* [What you should do]: All lines from the one containing "Objective — for the snow-covered ground" through the last line of the listing below are to be copied exactly. Exclude the pictures.

-------- Dataset extract

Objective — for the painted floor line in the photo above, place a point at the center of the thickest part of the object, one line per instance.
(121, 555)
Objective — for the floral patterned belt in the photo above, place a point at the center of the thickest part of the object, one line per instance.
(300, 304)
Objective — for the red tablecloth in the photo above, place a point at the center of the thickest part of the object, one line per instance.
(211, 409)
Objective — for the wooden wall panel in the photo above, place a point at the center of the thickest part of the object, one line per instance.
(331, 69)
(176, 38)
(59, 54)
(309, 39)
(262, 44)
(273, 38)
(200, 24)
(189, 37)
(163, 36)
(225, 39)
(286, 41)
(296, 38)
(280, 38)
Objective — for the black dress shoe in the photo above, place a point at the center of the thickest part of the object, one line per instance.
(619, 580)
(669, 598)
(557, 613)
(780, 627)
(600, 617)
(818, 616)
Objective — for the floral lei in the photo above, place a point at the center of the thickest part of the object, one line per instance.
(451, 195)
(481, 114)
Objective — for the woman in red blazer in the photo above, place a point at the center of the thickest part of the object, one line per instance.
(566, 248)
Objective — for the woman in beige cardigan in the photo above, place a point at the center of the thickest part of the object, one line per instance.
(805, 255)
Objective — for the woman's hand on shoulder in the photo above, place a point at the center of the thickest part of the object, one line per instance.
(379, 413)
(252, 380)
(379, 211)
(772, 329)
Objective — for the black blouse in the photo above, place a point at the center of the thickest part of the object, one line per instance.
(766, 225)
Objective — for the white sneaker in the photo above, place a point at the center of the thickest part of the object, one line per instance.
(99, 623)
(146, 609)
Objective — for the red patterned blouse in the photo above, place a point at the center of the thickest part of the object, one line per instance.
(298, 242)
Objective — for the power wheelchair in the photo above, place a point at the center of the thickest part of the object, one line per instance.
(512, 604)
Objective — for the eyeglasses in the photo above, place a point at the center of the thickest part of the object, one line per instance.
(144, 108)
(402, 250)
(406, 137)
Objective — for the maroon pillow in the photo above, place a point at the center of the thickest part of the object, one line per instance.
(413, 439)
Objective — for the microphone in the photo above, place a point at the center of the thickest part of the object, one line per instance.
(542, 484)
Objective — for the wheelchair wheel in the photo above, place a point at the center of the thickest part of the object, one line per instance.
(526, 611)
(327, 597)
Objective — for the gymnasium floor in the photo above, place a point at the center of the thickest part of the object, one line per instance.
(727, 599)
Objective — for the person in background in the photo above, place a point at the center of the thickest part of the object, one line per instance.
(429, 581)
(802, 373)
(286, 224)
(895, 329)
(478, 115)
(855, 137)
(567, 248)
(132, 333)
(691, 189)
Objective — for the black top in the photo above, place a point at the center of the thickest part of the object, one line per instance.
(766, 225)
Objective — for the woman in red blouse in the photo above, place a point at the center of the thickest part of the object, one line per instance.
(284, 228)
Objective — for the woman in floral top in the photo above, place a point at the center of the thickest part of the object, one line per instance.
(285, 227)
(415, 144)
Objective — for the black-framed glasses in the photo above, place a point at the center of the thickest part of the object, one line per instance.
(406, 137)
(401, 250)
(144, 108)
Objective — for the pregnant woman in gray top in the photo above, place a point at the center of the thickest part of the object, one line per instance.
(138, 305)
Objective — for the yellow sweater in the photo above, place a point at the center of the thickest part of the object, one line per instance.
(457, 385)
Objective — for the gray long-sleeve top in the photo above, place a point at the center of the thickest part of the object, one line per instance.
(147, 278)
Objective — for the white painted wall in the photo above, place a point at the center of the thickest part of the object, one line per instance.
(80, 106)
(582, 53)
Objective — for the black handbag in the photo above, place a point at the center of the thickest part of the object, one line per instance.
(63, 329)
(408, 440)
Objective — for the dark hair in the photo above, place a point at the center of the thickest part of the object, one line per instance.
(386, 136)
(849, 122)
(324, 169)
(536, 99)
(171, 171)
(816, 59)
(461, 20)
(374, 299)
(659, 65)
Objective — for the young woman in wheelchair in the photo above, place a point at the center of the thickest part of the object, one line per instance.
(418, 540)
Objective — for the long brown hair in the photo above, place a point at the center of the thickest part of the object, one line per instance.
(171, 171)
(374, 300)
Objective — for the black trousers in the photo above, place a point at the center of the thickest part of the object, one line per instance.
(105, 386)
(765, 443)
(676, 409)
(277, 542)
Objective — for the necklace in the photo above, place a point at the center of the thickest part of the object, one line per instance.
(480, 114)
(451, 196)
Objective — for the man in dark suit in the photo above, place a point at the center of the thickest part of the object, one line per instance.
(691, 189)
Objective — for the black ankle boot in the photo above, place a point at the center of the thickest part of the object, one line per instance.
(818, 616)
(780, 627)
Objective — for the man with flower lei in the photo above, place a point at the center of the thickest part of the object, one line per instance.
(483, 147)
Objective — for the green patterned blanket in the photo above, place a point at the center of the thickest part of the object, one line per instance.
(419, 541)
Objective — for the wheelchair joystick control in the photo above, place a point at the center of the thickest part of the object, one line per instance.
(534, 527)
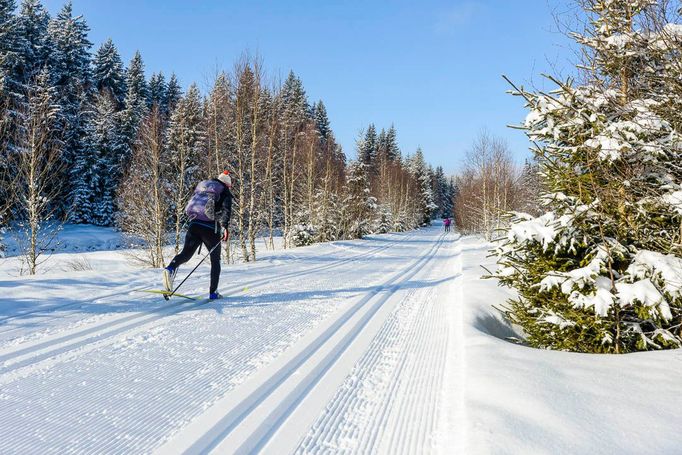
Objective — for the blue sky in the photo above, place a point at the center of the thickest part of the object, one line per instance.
(433, 68)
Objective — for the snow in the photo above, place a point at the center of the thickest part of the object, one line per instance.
(390, 344)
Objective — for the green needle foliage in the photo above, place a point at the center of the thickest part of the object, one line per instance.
(601, 269)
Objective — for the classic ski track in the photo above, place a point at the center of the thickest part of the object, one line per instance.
(150, 426)
(109, 295)
(20, 358)
(240, 409)
(394, 403)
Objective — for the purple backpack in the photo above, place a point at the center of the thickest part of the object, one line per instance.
(203, 202)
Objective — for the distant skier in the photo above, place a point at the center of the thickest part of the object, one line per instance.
(209, 210)
(447, 223)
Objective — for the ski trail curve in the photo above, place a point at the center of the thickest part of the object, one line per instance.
(261, 414)
(32, 353)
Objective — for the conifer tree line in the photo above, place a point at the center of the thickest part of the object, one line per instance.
(122, 149)
(600, 268)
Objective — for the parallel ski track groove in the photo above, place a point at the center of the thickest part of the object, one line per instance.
(216, 434)
(106, 296)
(112, 328)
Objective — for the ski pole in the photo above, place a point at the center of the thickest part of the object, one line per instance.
(167, 297)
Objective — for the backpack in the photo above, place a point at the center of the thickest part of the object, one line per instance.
(202, 204)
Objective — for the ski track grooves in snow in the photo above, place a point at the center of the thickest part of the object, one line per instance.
(18, 357)
(394, 385)
(109, 295)
(245, 420)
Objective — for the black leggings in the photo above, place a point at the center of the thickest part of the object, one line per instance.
(196, 235)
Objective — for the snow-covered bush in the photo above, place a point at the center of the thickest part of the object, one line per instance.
(302, 235)
(601, 270)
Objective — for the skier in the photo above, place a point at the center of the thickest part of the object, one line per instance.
(209, 211)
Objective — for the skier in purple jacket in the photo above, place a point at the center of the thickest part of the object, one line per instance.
(209, 211)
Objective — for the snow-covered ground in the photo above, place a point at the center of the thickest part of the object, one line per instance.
(385, 345)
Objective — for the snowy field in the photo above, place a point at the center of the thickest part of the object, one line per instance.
(385, 345)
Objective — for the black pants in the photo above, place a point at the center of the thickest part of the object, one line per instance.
(196, 235)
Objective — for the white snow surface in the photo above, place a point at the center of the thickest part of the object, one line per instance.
(385, 345)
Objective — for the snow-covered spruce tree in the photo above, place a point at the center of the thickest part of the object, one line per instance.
(321, 121)
(38, 47)
(157, 90)
(135, 102)
(173, 95)
(601, 270)
(108, 74)
(109, 143)
(143, 199)
(423, 192)
(359, 206)
(185, 144)
(72, 77)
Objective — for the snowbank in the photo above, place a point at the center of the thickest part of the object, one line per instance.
(520, 400)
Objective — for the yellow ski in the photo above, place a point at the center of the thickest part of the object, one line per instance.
(166, 293)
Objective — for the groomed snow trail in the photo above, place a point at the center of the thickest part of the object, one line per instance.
(342, 349)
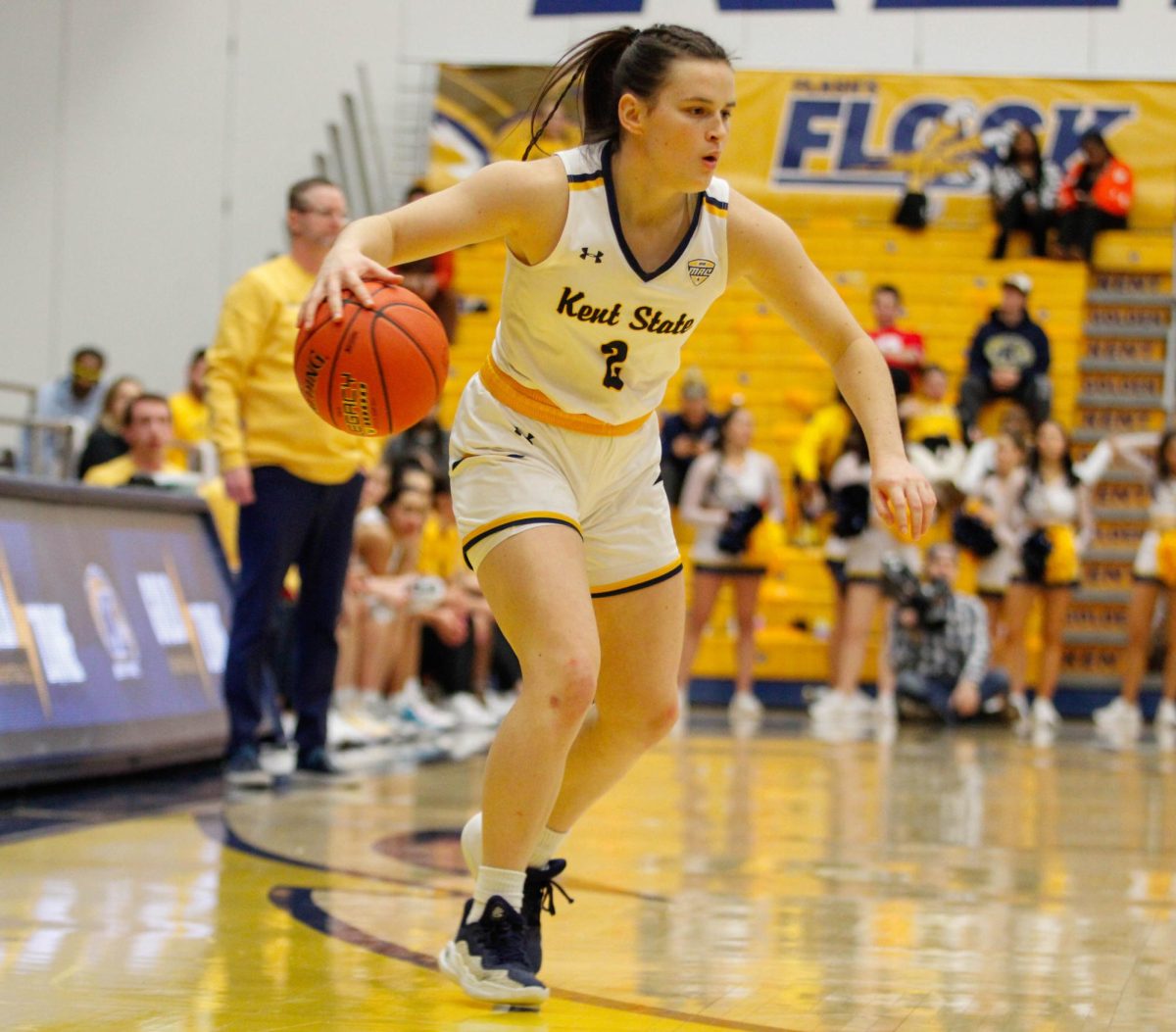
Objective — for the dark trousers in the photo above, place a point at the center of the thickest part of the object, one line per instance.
(1033, 393)
(452, 666)
(935, 691)
(292, 520)
(1014, 217)
(1080, 225)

----------------

* [Answer to this problem]:
Objective — for the snow-covered ground in the photo above, place a point at the center of the thickest part of the object, one line per instance.
(385, 345)
Objective — for the snowy field in the photo above, place a point at the center of the thickest part of the object, one line per instance.
(385, 345)
Objective — for the black pants in the photo above, place a point at the center of the thickest part of the object, one line per instance.
(196, 235)
Objective — for the white snow surface in the photo above, place a point at the center of the thickest part of the object, one line per instance.
(385, 345)
Objective — for the snow-covered spruce tree in the photo above, place a point at the center of the thickest part of the object, one line per instance.
(321, 121)
(38, 47)
(157, 90)
(135, 102)
(173, 95)
(601, 270)
(108, 74)
(109, 143)
(143, 199)
(423, 192)
(359, 206)
(185, 144)
(72, 77)
Objective — for the snowbank in the photo above, place a point at the center of the thickest part of the object, one line per instance.
(520, 400)
Objective — for the yellow ski in the photo above, place a point at the center of the thickest part of the object, one line per instance.
(166, 293)
Objective — for the groomed snow trail in the photo above, place a point at the center of the thickest part of the object, one line per instance.
(342, 349)
Objective — for the dark trousers in the photo above, place a point at the center of the thickest part of the object, one line per instance.
(1033, 393)
(452, 666)
(935, 691)
(292, 520)
(1014, 217)
(1080, 225)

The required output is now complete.